◆ Task instructions
Which of the lines below hold "mouth"? Please return each one.

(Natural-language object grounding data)
========

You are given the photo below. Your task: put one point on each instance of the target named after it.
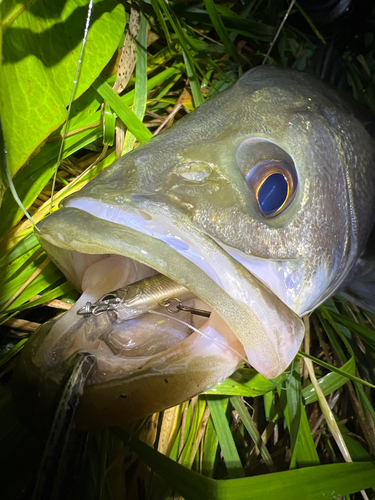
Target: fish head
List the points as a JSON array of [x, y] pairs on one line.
[[249, 203]]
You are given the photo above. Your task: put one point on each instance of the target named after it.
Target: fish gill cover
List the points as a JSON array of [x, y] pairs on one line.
[[194, 51]]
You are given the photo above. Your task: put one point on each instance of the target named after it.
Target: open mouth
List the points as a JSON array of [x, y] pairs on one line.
[[165, 310]]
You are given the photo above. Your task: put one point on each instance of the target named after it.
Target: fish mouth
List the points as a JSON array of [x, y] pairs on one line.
[[102, 248]]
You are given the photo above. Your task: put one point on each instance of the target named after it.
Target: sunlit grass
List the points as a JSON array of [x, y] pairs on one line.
[[238, 440]]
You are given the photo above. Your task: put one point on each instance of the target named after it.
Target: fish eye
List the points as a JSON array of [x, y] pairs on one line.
[[274, 184]]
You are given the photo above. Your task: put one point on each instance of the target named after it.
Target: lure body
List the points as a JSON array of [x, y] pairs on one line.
[[259, 203]]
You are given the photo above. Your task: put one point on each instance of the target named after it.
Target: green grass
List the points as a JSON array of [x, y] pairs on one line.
[[248, 437]]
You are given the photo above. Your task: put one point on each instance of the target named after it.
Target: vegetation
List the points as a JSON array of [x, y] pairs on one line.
[[310, 434]]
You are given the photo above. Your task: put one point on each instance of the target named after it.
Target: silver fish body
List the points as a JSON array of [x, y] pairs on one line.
[[198, 204]]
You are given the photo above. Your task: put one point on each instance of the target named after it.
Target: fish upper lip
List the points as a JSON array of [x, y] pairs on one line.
[[270, 332]]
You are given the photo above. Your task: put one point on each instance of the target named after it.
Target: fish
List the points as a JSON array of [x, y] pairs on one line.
[[253, 209]]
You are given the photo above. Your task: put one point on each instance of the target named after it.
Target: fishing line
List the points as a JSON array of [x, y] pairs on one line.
[[4, 165], [74, 88], [218, 343]]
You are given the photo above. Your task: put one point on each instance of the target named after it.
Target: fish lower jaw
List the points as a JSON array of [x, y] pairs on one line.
[[145, 364]]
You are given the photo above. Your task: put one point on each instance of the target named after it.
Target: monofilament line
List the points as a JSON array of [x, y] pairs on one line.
[[74, 88]]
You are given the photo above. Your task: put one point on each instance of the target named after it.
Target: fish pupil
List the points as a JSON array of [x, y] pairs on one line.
[[272, 193]]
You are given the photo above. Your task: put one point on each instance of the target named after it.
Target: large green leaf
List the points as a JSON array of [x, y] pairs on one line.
[[41, 48]]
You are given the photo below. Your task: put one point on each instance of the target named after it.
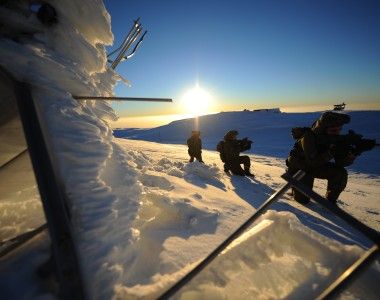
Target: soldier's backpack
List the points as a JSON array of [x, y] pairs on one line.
[[220, 149], [299, 132]]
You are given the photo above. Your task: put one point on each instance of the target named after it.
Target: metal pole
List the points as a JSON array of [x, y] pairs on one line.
[[127, 38], [123, 99], [136, 33], [263, 208]]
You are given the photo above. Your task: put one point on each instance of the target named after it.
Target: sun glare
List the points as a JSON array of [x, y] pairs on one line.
[[196, 101]]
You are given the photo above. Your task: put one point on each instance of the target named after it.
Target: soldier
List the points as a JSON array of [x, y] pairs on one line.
[[195, 146], [314, 150], [231, 153]]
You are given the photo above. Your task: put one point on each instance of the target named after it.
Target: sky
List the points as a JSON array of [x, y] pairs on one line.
[[296, 55]]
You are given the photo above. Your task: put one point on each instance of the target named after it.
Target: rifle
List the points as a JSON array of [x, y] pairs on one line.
[[342, 145], [245, 144]]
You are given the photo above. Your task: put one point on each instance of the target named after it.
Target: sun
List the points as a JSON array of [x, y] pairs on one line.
[[196, 101]]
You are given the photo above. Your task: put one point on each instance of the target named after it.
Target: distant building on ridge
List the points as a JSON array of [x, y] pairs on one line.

========

◆ Reply to the exercise
Target: open mouth
Target: fish mouth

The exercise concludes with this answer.